Stored items
────────────────────

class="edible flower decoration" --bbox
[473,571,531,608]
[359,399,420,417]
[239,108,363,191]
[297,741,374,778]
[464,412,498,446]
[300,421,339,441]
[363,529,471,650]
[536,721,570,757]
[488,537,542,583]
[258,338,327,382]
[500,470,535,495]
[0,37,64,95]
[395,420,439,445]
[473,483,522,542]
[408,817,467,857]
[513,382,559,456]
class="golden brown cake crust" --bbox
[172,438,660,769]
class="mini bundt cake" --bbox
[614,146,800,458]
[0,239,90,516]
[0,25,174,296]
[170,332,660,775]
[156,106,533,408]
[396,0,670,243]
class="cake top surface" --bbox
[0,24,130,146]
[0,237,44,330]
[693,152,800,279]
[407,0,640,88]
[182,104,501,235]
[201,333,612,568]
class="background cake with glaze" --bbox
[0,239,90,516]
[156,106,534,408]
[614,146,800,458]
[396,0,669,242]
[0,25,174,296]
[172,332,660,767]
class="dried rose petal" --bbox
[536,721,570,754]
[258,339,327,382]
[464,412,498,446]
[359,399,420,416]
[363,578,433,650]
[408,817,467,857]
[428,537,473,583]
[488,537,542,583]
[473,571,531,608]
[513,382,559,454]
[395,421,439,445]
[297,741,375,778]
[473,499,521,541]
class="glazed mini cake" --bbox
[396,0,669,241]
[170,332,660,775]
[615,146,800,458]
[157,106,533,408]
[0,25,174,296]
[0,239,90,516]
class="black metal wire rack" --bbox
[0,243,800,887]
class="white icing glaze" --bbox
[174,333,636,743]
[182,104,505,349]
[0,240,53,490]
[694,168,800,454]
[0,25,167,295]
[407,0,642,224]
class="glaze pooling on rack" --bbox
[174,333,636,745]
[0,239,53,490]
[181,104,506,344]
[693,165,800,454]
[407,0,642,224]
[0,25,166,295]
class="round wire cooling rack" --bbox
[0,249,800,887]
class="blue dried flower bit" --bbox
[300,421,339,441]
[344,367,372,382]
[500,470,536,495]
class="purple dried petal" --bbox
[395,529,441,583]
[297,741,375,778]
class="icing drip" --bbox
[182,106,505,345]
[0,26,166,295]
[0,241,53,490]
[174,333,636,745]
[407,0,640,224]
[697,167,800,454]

────────────────────

▸ **Task goal**
Please format the entries above as a JSON list of strings, one string per line, leaving out blank lines.

▸ **Response below**
[
  "class=\"edible flower decoration\" --bbox",
  "[473,571,531,608]",
  "[359,399,420,417]",
  "[239,108,363,191]",
  "[297,741,374,778]",
  "[464,412,498,446]",
  "[300,421,339,441]",
  "[363,529,471,650]",
  "[536,721,570,757]",
  "[488,537,542,583]",
  "[258,338,327,382]",
  "[500,470,535,495]",
  "[0,37,64,95]",
  "[395,420,439,445]",
  "[473,483,522,542]",
  "[408,817,467,857]",
  "[513,382,559,456]",
  "class=\"golden brown cake crust\" --bbox",
  "[172,438,660,769]",
  "class=\"mini bundt cake\" --bbox",
  "[614,146,800,458]",
  "[0,239,90,516]",
  "[0,25,174,296]",
  "[170,332,660,775]",
  "[156,106,533,408]",
  "[396,0,670,243]",
  "class=\"cake top surface\" --bbox",
  "[0,24,130,146]",
  "[0,237,44,330]",
  "[693,152,800,279]",
  "[407,0,640,88]",
  "[182,104,501,235]",
  "[201,333,612,568]",
  "class=\"background cake with glaze\" --bbox",
  "[0,239,90,516]",
  "[156,106,534,408]",
  "[614,146,800,458]",
  "[396,0,669,242]",
  "[0,25,174,296]",
  "[172,332,660,767]",
  "class=\"dried rose petal\" --bbox",
  "[536,721,570,754]",
  "[258,339,327,382]",
  "[464,412,498,446]",
  "[359,399,420,416]",
  "[363,578,433,650]",
  "[408,817,467,857]",
  "[428,537,473,583]",
  "[488,537,542,583]",
  "[473,571,531,608]",
  "[513,382,559,454]",
  "[395,421,439,445]",
  "[297,741,375,778]",
  "[473,499,521,541]",
  "class=\"glazed mini cake\" --bbox",
  "[396,0,669,241]",
  "[170,332,660,775]",
  "[615,146,800,458]",
  "[157,106,533,408]",
  "[0,25,174,296]",
  "[0,239,90,516]",
  "class=\"black metal wire rack\" --bbox",
  "[0,243,800,887]",
  "class=\"white icing glaze\" --bbox",
  "[174,333,636,743]",
  "[182,104,505,349]",
  "[0,240,53,490]",
  "[694,168,800,454]",
  "[0,25,167,295]",
  "[407,0,642,224]",
  "class=\"glaze pooling on rack\" --bbox",
  "[174,333,636,745]",
  "[0,239,53,490]",
  "[181,104,506,344]",
  "[693,165,800,454]",
  "[407,0,642,224]",
  "[0,25,166,295]",
  "class=\"round wire cooling rack\" --bbox",
  "[0,249,800,887]",
  "class=\"blue dried flower bit\" --bbox",
  "[300,421,339,441]",
  "[344,367,372,382]",
  "[500,470,536,495]",
  "class=\"purple dried petal\" --bbox",
  "[395,529,441,583]",
  "[297,741,375,778]",
  "class=\"icing drip\" --bbox",
  "[182,106,505,345]",
  "[0,26,166,295]",
  "[0,241,53,490]",
  "[174,333,636,745]",
  "[407,0,640,224]",
  "[697,167,800,454]"
]